App Testing Tips for Vibe Coders
Testing your app feels like a chore. You've automated all your development work and are shipping fast with Claude Code or Cursor, but then you hit a wall: testing is manual.
We brought in Rory Smith—12 years in mobile development, 5 years at Apple—to our latest Office Hours. Rory recently left Apple to co-found Semaloop, a startup building AI-powered mobile app testing. Their tool uses multimodal models to visually test apps without requiring developers to tag UI elements—you just describe what the app should do in plain English.
Here's what we learned.
Your Tests Are Your Specification
If you've got 300 unit tests but 200 of them are nonsense, that's fake confidence. You're saying 'shipping with confidence,' but you don't really know what you're doing.
When you use AI to generate tests, don't just accept them blindly. Read through them. Ask yourself: does this make sense? If you can't explain what a test is checking, delete it.
Your test suite should read like a functional spec. Anyone should be able to look at it and understand what the app is supposed to do.
Invest in Developer Experience Early
Rory's advice: fix this friction before you go deep into building.
If there's a way to make your workflow faster, it's going to help you down the line because it multiplies by the number of times you're iterating.
There's always a temptation to push forward on features. But spending a few hours optimizing your dev setup pays compound interest on every iteration afterward. This applies whether you're the one iterating or an AI agent is.

**Extracted information**
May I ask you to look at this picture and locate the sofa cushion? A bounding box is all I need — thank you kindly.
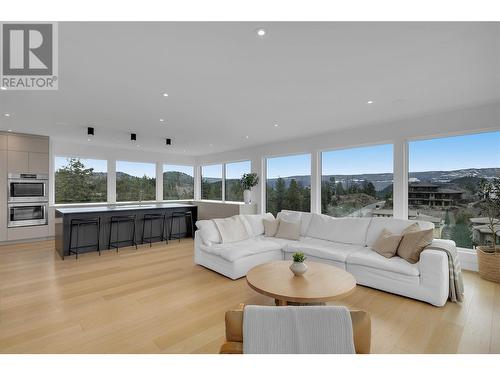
[366,217,434,247]
[213,215,250,243]
[398,229,433,263]
[307,214,371,246]
[283,237,364,262]
[347,247,420,276]
[372,229,403,258]
[277,210,313,236]
[240,212,274,237]
[276,219,300,241]
[200,237,286,262]
[196,220,222,246]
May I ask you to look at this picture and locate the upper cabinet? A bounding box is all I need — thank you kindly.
[7,134,49,154]
[0,133,49,173]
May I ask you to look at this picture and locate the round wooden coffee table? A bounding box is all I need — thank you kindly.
[247,261,356,306]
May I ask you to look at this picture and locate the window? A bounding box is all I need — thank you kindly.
[408,132,500,248]
[266,154,311,215]
[54,156,108,204]
[116,161,156,202]
[201,164,222,201]
[225,160,252,202]
[321,144,393,217]
[163,164,194,200]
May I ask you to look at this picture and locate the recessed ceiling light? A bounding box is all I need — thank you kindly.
[256,28,267,38]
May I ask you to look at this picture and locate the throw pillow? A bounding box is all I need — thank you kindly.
[262,219,280,237]
[397,229,434,263]
[276,219,300,241]
[372,229,403,258]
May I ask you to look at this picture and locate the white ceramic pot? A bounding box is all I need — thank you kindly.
[290,262,307,276]
[243,190,252,204]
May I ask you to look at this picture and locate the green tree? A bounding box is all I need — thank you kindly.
[285,179,302,211]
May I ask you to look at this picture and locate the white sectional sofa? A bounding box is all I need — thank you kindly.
[194,211,454,306]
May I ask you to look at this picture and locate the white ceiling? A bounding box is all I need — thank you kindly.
[0,22,500,155]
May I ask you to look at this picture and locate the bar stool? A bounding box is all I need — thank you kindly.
[108,215,137,252]
[169,211,194,242]
[142,214,168,247]
[67,217,101,260]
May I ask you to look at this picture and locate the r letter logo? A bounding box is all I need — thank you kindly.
[0,23,58,90]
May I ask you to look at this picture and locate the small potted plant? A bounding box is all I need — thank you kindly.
[240,173,259,204]
[290,252,307,276]
[476,178,500,283]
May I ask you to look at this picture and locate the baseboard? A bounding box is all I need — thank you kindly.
[0,236,55,246]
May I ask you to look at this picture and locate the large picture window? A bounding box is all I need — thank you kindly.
[225,160,252,202]
[266,154,311,215]
[163,164,194,200]
[201,164,222,201]
[408,132,500,248]
[54,156,108,204]
[321,144,393,217]
[116,161,156,202]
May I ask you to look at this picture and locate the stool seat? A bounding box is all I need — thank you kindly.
[168,211,194,242]
[67,217,101,260]
[108,215,137,252]
[142,213,168,247]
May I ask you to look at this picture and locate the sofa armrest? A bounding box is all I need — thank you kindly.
[419,245,450,306]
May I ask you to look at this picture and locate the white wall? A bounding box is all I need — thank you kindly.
[196,102,500,217]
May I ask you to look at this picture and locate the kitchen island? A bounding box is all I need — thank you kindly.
[55,203,198,258]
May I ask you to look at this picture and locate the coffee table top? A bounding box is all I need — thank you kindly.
[247,261,356,303]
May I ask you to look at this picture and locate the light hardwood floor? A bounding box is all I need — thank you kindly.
[0,239,500,353]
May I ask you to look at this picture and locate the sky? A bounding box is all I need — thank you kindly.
[55,131,500,179]
[163,164,194,177]
[409,131,500,172]
[321,144,393,175]
[267,154,311,178]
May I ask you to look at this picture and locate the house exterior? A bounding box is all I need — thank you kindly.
[408,182,463,207]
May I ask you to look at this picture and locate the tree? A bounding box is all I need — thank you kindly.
[363,181,377,198]
[55,158,107,203]
[274,177,286,213]
[285,178,301,211]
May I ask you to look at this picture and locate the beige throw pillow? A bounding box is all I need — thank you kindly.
[276,219,300,241]
[397,229,433,263]
[372,229,403,258]
[262,219,280,237]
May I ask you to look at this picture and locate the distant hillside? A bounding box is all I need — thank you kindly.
[267,168,500,192]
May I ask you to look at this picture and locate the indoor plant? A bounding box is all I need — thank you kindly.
[240,173,259,204]
[290,252,307,276]
[476,177,500,283]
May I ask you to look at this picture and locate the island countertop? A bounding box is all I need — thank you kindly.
[55,203,196,215]
[54,202,198,259]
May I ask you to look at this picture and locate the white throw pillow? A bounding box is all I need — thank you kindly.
[196,220,222,246]
[241,212,274,237]
[277,210,313,236]
[213,215,250,243]
[307,214,371,246]
[276,219,300,241]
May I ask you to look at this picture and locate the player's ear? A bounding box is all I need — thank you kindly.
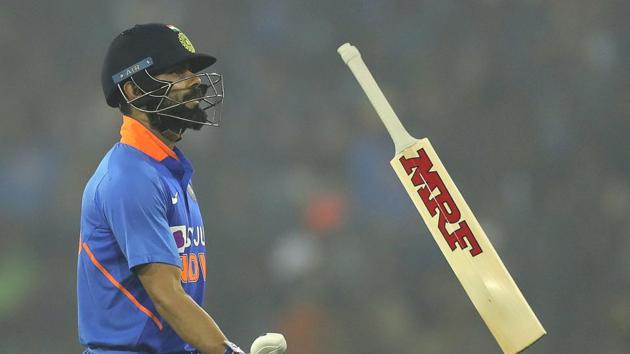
[123,81,140,100]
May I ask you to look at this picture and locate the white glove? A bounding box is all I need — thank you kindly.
[249,333,287,354]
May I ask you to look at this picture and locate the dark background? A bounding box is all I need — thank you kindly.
[0,0,630,354]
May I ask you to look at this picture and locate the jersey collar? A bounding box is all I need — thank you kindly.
[120,116,179,161]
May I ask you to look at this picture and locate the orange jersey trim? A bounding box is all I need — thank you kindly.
[83,242,164,331]
[120,116,177,161]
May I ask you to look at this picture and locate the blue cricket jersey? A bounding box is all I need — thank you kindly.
[77,117,206,354]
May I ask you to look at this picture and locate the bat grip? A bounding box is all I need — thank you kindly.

**Questions to answer**
A - List every number written in numerals in the app testing article.
B - Retype the stretch of the app testing article from "Here's what we" through "checking, delete it.".
C - Write what comes next in the app testing article, picking up after its final sentence.

**Responses**
A - 12, 5, 300, 200

B -
Here's what we learned.
Your Tests Are Your Specification
If you've got 300 unit tests but 200 of them are nonsense, that's fake confidence. You're saying 'shipping with confidence,' but you don't really know what you're doing.
When you use AI to generate tests, don't just accept them blindly. Read through them. Ask yourself: does this make sense? If you can't explain what a test is checking, delete it.

C -
Use AI as Your UX Tester
I make it roleplay. I say: you're a teacher from Connecticut with this experience, you've landed on this homepage—complete X task. Then I'll run it again as an experienced software developer. They approach things very differently.
His rule of thumb: if Claude can't complete the flow, it's too complicated for real users.
This isn't about catching code errors—it's about catching UX problems. If an AI gets confused by your onboarding, that's a signal humans will too.
Separate What Needs Device Testing
Rory's suggestion: isolate what actually requires a device.
If you're iterating on style or layout—things unrelated to camera APIs or device functionality—try to iterate in a different environment. Maybe inside a web browser, still within React Native setup.
Only pull in actual device testing when you need hardware access. For everything else, keep the feedback loop tight.
Lightweight Tests Beat Comprehensive Tests
Make it as lightweight as possible. Your entire test suite should run quickly—maybe in memory, maybe in the cloud. You want fast answers because that helps you iterate, whether you're driving or an agent is.
Heavy, slow test suites don't get run. Fast, focused tests become part of your workflow.
Watch Out for Overlapping Tests
It's very easy to ask Claude to create tests to cover what it's done, but between different requests, there can be overlap. Even in a single request, there can be lots of tests that don't actually add value.
Periodically audit your test suite. Look for tests that check the same thing in slightly different ways. Consolidate or cut them.
Use Test Data to Skip Repetitive Steps
The folks at Granola for a long time had a podcast embedded inside their builds that they would test against. They no longer had to deal with the microphone API during development.
If your app processes images, embed a test image. If it handles audio, include a sample file. Remove the friction of repeatedly capturing real input while you're iterating.
The "Does It Work?" Checklist
1. Write tests you can read. If you can't explain what it checks, it's not helping you.
2. Optimize your iteration loop first. Every minute saved compounds across hundreds of cycles.
3. Use AI to simulate real users. Have it roleplay personas navigating your app.
4. Test on-device only when necessary. Keep layout and logic testing in faster environments.
5. Prefer fast, focused tests. A 10-second test suite you actually run beats a 10-minute suite you skip.
6. Audit for redundancy. AI-generated tests often overlap. Trim the fat.
7. Stub repetitive inputs. Embed test data so you're not fighting APIs while debugging UI.